• STORED RECORDS:
## Begin
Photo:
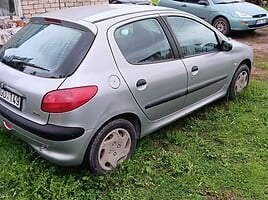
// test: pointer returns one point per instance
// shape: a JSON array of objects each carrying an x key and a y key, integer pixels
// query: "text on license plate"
[
  {"x": 261, "y": 21},
  {"x": 11, "y": 98}
]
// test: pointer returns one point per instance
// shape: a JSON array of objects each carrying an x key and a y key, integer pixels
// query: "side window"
[
  {"x": 143, "y": 41},
  {"x": 10, "y": 8},
  {"x": 193, "y": 37}
]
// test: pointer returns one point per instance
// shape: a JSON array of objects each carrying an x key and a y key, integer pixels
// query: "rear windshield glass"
[{"x": 46, "y": 50}]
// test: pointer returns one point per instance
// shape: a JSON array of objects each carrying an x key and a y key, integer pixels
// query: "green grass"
[{"x": 219, "y": 152}]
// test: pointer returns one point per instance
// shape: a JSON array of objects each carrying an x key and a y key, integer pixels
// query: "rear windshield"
[{"x": 47, "y": 50}]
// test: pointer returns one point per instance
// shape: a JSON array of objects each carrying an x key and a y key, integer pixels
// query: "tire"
[
  {"x": 239, "y": 82},
  {"x": 222, "y": 25},
  {"x": 114, "y": 143}
]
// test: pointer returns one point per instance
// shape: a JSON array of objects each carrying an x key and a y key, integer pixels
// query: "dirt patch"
[{"x": 258, "y": 40}]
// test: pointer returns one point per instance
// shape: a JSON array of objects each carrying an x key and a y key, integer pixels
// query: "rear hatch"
[{"x": 36, "y": 61}]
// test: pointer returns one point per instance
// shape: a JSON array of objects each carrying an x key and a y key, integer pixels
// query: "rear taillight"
[{"x": 65, "y": 100}]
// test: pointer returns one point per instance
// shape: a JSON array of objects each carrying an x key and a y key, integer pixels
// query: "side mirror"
[
  {"x": 226, "y": 46},
  {"x": 203, "y": 2}
]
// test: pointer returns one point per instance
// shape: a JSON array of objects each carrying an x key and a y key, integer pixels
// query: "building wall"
[{"x": 34, "y": 7}]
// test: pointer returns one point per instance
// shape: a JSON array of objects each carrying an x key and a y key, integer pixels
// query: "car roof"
[{"x": 95, "y": 13}]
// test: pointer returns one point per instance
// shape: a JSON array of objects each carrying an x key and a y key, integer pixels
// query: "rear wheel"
[
  {"x": 222, "y": 25},
  {"x": 239, "y": 82},
  {"x": 114, "y": 143}
]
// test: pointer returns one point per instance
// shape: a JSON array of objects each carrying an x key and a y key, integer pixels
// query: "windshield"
[
  {"x": 45, "y": 50},
  {"x": 226, "y": 1}
]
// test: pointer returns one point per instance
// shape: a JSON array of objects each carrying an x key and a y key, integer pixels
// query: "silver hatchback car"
[{"x": 82, "y": 85}]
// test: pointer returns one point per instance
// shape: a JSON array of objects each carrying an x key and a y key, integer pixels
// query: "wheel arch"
[
  {"x": 131, "y": 117},
  {"x": 246, "y": 62}
]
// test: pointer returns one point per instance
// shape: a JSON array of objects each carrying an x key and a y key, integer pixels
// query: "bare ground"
[{"x": 258, "y": 40}]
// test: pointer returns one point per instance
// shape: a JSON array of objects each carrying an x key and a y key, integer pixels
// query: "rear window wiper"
[{"x": 29, "y": 64}]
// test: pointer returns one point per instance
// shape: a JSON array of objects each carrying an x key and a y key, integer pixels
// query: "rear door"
[
  {"x": 208, "y": 67},
  {"x": 36, "y": 61},
  {"x": 145, "y": 59}
]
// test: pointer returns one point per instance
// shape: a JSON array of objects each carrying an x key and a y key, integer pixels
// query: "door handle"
[
  {"x": 141, "y": 82},
  {"x": 194, "y": 70}
]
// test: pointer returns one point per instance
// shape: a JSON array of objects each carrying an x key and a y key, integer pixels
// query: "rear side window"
[
  {"x": 47, "y": 50},
  {"x": 194, "y": 38},
  {"x": 143, "y": 41}
]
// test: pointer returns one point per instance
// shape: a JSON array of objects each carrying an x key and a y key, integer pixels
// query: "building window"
[{"x": 10, "y": 8}]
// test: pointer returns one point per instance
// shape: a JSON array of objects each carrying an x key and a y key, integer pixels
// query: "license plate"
[
  {"x": 261, "y": 21},
  {"x": 11, "y": 98}
]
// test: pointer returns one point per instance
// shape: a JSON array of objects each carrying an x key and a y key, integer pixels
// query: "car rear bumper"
[{"x": 66, "y": 148}]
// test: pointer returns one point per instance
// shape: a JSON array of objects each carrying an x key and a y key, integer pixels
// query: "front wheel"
## End
• TASK TO COMPLETE: Find every line in the entries above that contains the word "rear", and copy each of those lines.

• RESPONSE BELOW:
// query: "rear windshield glass"
// query: "rear windshield"
// query: "rear hatch"
// query: "rear taillight"
// query: "rear wheel"
// query: "rear window wiper"
// query: "rear door"
// query: "rear side window"
// query: "car rear bumper"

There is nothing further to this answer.